PROBLEM REQUIREMENTS - Rewrite the records below with every "model card" changed to "technical documentation", leaving everything else as it is.

Start of RECORDS FOR PROCESSING

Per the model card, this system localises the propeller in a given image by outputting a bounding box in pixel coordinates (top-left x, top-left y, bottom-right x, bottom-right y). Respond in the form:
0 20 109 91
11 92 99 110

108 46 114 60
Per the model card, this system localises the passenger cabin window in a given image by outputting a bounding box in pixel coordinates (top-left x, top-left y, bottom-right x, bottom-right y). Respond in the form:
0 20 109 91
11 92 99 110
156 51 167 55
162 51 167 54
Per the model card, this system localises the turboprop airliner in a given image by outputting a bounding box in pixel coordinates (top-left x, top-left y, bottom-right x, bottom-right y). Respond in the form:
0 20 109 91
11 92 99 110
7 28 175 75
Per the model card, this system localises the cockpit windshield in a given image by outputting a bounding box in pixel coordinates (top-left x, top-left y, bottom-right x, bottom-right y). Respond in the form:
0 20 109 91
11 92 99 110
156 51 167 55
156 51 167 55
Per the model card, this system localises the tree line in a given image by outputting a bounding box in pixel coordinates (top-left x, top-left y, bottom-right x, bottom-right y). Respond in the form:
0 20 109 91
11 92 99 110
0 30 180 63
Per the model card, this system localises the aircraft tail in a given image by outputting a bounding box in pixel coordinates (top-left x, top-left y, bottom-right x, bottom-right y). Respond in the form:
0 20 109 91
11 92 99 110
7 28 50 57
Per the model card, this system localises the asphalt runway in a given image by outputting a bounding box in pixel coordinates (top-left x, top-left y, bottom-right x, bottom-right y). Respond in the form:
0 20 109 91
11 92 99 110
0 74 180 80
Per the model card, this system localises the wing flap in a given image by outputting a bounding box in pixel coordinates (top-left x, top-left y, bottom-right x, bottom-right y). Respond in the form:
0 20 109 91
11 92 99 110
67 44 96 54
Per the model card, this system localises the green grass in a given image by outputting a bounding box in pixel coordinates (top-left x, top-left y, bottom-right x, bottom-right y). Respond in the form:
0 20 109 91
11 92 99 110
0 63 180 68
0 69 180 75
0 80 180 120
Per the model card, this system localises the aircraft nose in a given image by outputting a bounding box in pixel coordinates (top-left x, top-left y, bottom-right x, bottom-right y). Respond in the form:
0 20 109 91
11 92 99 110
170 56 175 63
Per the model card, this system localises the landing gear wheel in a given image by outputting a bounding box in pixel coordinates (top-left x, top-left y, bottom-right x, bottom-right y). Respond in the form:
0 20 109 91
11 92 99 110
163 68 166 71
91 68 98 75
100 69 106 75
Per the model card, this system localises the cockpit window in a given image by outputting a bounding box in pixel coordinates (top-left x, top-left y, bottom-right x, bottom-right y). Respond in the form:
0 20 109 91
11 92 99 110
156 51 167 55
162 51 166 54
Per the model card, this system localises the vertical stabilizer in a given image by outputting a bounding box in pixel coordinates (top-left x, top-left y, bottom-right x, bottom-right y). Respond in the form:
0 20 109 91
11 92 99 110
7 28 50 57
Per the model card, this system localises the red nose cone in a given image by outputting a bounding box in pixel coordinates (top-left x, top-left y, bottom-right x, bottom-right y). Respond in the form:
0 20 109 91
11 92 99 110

End of RECORDS FOR PROCESSING

ANSWER TO THIS EXERCISE -
Per the technical documentation, this system localises the propeller in a given image by outputting a bounding box in pixel coordinates (top-left x, top-left y, bottom-right x, bottom-right y). Respond in the form:
0 20 109 91
11 92 99 110

108 46 114 60
Per the technical documentation, this system localises the passenger cabin window in a given image by outputting a bounding box in pixel coordinates (top-left x, top-left y, bottom-right x, bottom-right y). Respond in the form:
0 20 109 91
11 92 99 110
156 51 167 55
162 51 167 54
Per the technical documentation, this system localises the turboprop airliner in a given image by outputting a bounding box in pixel coordinates (top-left x, top-left y, bottom-right x, bottom-right y). Respond in the form:
0 20 109 91
11 92 99 110
7 28 175 75
Per the technical documentation, this system localises the cockpit windshield in a given image by outputting a bounding box in pixel coordinates (top-left x, top-left y, bottom-right x, bottom-right y). Respond in the form:
0 20 109 91
11 92 99 110
156 51 167 55
156 51 167 55
Per the technical documentation, this system localises the tree line in a given image by outputting a bounding box in pixel coordinates (top-left x, top-left y, bottom-right x, bottom-right y). Respond in the form:
0 20 109 91
11 92 99 110
0 30 180 63
Per the technical documentation, this system localises the aircraft tail in a given image by outputting a bounding box in pixel coordinates (top-left x, top-left y, bottom-right x, bottom-right y). Respond in the form:
0 20 109 91
11 92 99 110
7 28 50 57
Per the technical documentation, this system localises the asphalt runway in a given image by outputting a bounding box in pixel coordinates (top-left x, top-left y, bottom-right x, bottom-right y). Respond in the form:
0 20 109 91
11 92 99 110
0 74 180 80
Per the technical documentation, this system localises the wing flap in a given image by outputting a bounding box in pixel coordinates (top-left x, top-left y, bottom-right x, bottom-right y). Respond in the form:
0 20 109 91
11 92 99 110
67 44 96 54
Per the technical documentation, this system localises the green grass in a given image by outputting a bounding box in pixel coordinates (top-left x, top-left y, bottom-right x, bottom-right y). Respond in the form:
0 20 109 91
11 92 99 110
0 63 180 68
0 69 180 75
0 80 180 120
Per the technical documentation, this system localises the aircraft nose in a given image by outputting a bounding box in pixel coordinates (top-left x, top-left y, bottom-right x, bottom-right y). Respond in the form:
0 20 109 91
11 92 99 110
170 56 175 63
Per the technical documentation, this system localises the landing gear wheel in a given image by outputting a bounding box in pixel coordinates (top-left x, top-left y, bottom-right x, bottom-right y). Respond in the form:
0 20 109 91
11 92 99 110
163 68 166 71
91 68 98 75
100 69 106 75
Per the technical documentation, this system localises the cockpit window in a given image by outputting a bounding box in pixel coordinates (top-left x, top-left y, bottom-right x, bottom-right y). Respond in the form:
0 20 109 91
11 92 99 110
156 51 167 55
162 51 166 54
Per the technical documentation, this system localises the vertical stabilizer in a given image by outputting a bounding box in pixel coordinates (top-left x, top-left y, bottom-right x, bottom-right y). Respond in the form:
0 20 109 91
11 92 99 110
7 28 50 57
Per the technical documentation, this system localises the red nose cone in a given image by outputting a bounding box in pixel coordinates (top-left x, top-left y, bottom-right x, bottom-right y). Respond in the form:
0 20 109 91
11 92 99 110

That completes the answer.